* Begin *

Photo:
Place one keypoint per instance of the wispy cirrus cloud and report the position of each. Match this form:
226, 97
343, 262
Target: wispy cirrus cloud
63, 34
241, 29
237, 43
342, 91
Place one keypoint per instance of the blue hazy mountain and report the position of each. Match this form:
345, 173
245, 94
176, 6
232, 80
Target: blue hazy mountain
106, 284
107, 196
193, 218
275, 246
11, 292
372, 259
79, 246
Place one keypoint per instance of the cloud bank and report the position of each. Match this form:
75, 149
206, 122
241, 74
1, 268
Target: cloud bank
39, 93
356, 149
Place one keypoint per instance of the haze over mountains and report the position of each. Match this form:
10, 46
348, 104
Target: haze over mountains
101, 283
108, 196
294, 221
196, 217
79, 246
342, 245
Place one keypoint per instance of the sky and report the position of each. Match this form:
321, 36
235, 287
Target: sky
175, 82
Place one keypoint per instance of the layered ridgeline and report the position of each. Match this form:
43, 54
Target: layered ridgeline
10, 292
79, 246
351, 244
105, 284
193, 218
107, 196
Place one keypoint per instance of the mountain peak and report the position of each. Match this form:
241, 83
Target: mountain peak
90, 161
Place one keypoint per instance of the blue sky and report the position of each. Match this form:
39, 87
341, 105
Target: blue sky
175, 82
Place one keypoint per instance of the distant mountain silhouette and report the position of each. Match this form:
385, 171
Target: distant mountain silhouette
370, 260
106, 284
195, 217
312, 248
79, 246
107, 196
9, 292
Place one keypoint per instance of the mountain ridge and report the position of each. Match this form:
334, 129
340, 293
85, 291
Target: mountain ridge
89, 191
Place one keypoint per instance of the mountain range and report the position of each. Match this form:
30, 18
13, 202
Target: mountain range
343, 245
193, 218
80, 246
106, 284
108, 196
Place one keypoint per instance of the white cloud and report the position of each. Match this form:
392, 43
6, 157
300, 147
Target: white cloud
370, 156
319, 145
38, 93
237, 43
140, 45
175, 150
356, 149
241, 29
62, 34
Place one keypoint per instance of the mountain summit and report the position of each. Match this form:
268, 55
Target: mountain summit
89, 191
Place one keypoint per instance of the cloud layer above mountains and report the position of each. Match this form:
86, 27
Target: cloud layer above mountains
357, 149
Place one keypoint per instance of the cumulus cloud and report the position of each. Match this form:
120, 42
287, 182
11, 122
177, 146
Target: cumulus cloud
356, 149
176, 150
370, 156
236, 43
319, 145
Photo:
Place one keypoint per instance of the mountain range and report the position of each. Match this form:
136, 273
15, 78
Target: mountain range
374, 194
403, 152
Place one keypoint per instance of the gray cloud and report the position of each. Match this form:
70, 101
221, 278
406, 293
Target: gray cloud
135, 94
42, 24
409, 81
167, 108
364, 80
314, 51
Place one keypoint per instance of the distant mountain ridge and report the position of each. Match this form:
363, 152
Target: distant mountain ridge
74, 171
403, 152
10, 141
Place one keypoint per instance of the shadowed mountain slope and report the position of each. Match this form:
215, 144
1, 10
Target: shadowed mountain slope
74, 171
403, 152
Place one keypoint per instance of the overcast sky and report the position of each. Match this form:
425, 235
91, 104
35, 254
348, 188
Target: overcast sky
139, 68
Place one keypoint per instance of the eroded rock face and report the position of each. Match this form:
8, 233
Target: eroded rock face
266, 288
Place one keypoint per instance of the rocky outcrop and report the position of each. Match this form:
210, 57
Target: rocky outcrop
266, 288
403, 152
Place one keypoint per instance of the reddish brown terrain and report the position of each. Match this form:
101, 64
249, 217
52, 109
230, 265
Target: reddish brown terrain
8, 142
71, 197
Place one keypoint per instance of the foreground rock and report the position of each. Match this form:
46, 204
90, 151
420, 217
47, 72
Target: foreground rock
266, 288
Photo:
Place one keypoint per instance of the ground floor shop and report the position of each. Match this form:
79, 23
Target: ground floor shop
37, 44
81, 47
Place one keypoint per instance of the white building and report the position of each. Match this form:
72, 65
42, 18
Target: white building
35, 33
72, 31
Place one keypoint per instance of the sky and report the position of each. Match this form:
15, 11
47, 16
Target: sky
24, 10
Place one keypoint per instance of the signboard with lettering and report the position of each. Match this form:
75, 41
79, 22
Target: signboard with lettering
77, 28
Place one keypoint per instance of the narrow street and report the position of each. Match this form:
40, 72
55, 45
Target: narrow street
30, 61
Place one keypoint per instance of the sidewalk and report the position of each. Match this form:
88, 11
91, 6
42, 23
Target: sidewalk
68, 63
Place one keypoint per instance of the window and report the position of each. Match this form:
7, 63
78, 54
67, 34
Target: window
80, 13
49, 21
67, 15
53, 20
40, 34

* End *

Give these entries as a JSON list of strings, one string per line, leaving out blank lines.

[
  "Photo:",
  "Place one keypoint per instance of the wispy cirrus cloud and report the position of each. Match this form:",
  "226, 97",
  "343, 262",
  "Target: wispy cirrus cloud",
  "63, 34",
  "241, 29",
  "237, 43",
  "342, 91",
  "Place one keypoint per instance of the blue hazy mountain and report the position of each. Match this form:",
  "345, 173",
  "245, 94",
  "176, 6",
  "232, 80",
  "Target: blue hazy mountain",
  "106, 284",
  "107, 196",
  "193, 218",
  "275, 246",
  "11, 292",
  "372, 259",
  "79, 246",
  "Place one keypoint per instance of the cloud bank and report the position of each. Match this form:",
  "75, 149",
  "206, 122",
  "241, 74",
  "1, 268",
  "Target: cloud bank",
  "39, 93",
  "356, 149",
  "Place one keypoint per instance of the haze over mountains and report the position of each. Match this form:",
  "10, 46",
  "348, 104",
  "Target: haze over mountains",
  "101, 283",
  "108, 196",
  "294, 221",
  "196, 217",
  "79, 246",
  "342, 245",
  "Place one keypoint per instance of the sky and report the position of each. Match this form:",
  "321, 36",
  "235, 287",
  "Target: sky",
  "175, 82",
  "Place one keypoint per instance of the layered ridgeline and report the position of each. Match this form:",
  "43, 54",
  "Target: layered ridgeline",
  "10, 292",
  "79, 246",
  "351, 244",
  "105, 284",
  "193, 218",
  "107, 196",
  "Place one keypoint per instance of the mountain peak and report the position of each. Match this form:",
  "241, 83",
  "Target: mountain peak",
  "90, 161",
  "Place one keypoint per instance of the blue sky and report the position of each. Match this form:",
  "39, 87",
  "341, 105",
  "Target: blue sky",
  "175, 82",
  "Place one keypoint per instance of the distant mountain silhouette and report the position of each. Match this form:",
  "385, 171",
  "Target: distant mountain silhouette",
  "370, 260",
  "106, 284",
  "195, 217",
  "312, 248",
  "79, 246",
  "107, 196",
  "9, 292",
  "Place one keypoint per instance of the mountain ridge and report the position of each. Match this form:",
  "334, 129",
  "340, 293",
  "85, 291",
  "Target: mountain ridge",
  "89, 191",
  "Place one keypoint per instance of the mountain range and report the position of each. Match this form:",
  "30, 18",
  "13, 202",
  "Target: mountain range",
  "343, 245",
  "193, 218",
  "80, 246",
  "106, 284",
  "108, 196",
  "Place one keypoint per instance of the white cloud and report the position of each. Match this form:",
  "392, 43",
  "6, 157",
  "300, 147",
  "Target: white cloud",
  "370, 156",
  "319, 145",
  "38, 93",
  "237, 43",
  "140, 45",
  "175, 150",
  "356, 149",
  "241, 29",
  "62, 34",
  "Place one keypoint per instance of the mountain summit and report the position of each. Match this form:",
  "268, 55",
  "Target: mountain summit",
  "89, 191",
  "Place one keypoint per instance of the cloud layer above mountains and report the position of each. Match this form:",
  "86, 27",
  "Target: cloud layer above mountains",
  "357, 149",
  "Place one keypoint per instance of the cumulus cloud and report the position of each. Match this form:",
  "120, 42",
  "287, 182",
  "11, 122",
  "177, 146",
  "Target: cumulus cloud",
  "356, 149",
  "176, 150",
  "370, 156",
  "236, 43",
  "319, 145",
  "Photo:",
  "Place one keypoint per instance of the mountain range and report the position of each. Match this form:",
  "136, 273",
  "15, 78",
  "Target: mountain range",
  "374, 194",
  "403, 152",
  "Place one keypoint per instance of the gray cloud and report the position of each. Match this form:",
  "70, 101",
  "221, 278",
  "406, 293",
  "Target: gray cloud",
  "135, 94",
  "42, 24",
  "409, 81",
  "167, 108",
  "364, 80",
  "314, 51",
  "Place one keypoint per instance of the distant mountain ridge and report the position of each. Match this form:",
  "363, 152",
  "Target: distant mountain ridge",
  "74, 171",
  "403, 152",
  "10, 141",
  "Place one keypoint per instance of the shadowed mountain slope and report the position of each. Match this form:",
  "215, 144",
  "1, 10",
  "Target: shadowed mountain slope",
  "74, 171",
  "403, 152",
  "Place one keypoint per instance of the overcast sky and report the position of each. Match this form:",
  "425, 235",
  "91, 104",
  "35, 254",
  "348, 188",
  "Target: overcast sky",
  "139, 68",
  "Place one keypoint per instance of the eroded rock face and report the position of each. Match this form:",
  "8, 233",
  "Target: eroded rock face",
  "266, 288",
  "Place one keypoint per instance of the rocky outcrop and report the position of each. Match this form:",
  "210, 57",
  "Target: rocky outcrop",
  "266, 288",
  "403, 152",
  "Place one keypoint per instance of the reddish brown terrain and report the position of each. Match this form:",
  "101, 64",
  "249, 217",
  "52, 109",
  "230, 265",
  "Target: reddish brown terrain",
  "8, 142",
  "71, 197",
  "Place one keypoint per instance of the foreground rock and report the position of each. Match this form:",
  "46, 204",
  "90, 151",
  "420, 217",
  "47, 72",
  "Target: foreground rock",
  "266, 288",
  "Photo:",
  "Place one keypoint per instance of the ground floor shop and report the position of each. Match this form:",
  "79, 23",
  "Target: ground floor shop",
  "37, 44",
  "81, 47",
  "Place one keypoint per instance of the white building and report the position of each. Match this form:",
  "72, 65",
  "42, 18",
  "Target: white building",
  "35, 33",
  "72, 31",
  "Place one keypoint per instance of the sky and report the position of each. Match this form:",
  "15, 11",
  "47, 16",
  "Target: sky",
  "24, 10",
  "Place one keypoint per instance of the signboard with lettering and report the position of each. Match this form:",
  "75, 41",
  "79, 22",
  "Target: signboard with lettering",
  "77, 28",
  "Place one keypoint per instance of the narrow street and report the position of each. Match this form:",
  "40, 72",
  "55, 45",
  "Target: narrow street",
  "30, 61",
  "Place one keypoint per instance of the sidewalk and report the position of each. Match this form:",
  "88, 11",
  "91, 6",
  "42, 23",
  "Target: sidewalk",
  "68, 63",
  "Place one keypoint per instance of the window and report the position of each. Match this form:",
  "7, 63",
  "78, 54",
  "67, 34",
  "Target: window",
  "80, 13",
  "49, 21",
  "67, 15",
  "53, 20",
  "40, 34"
]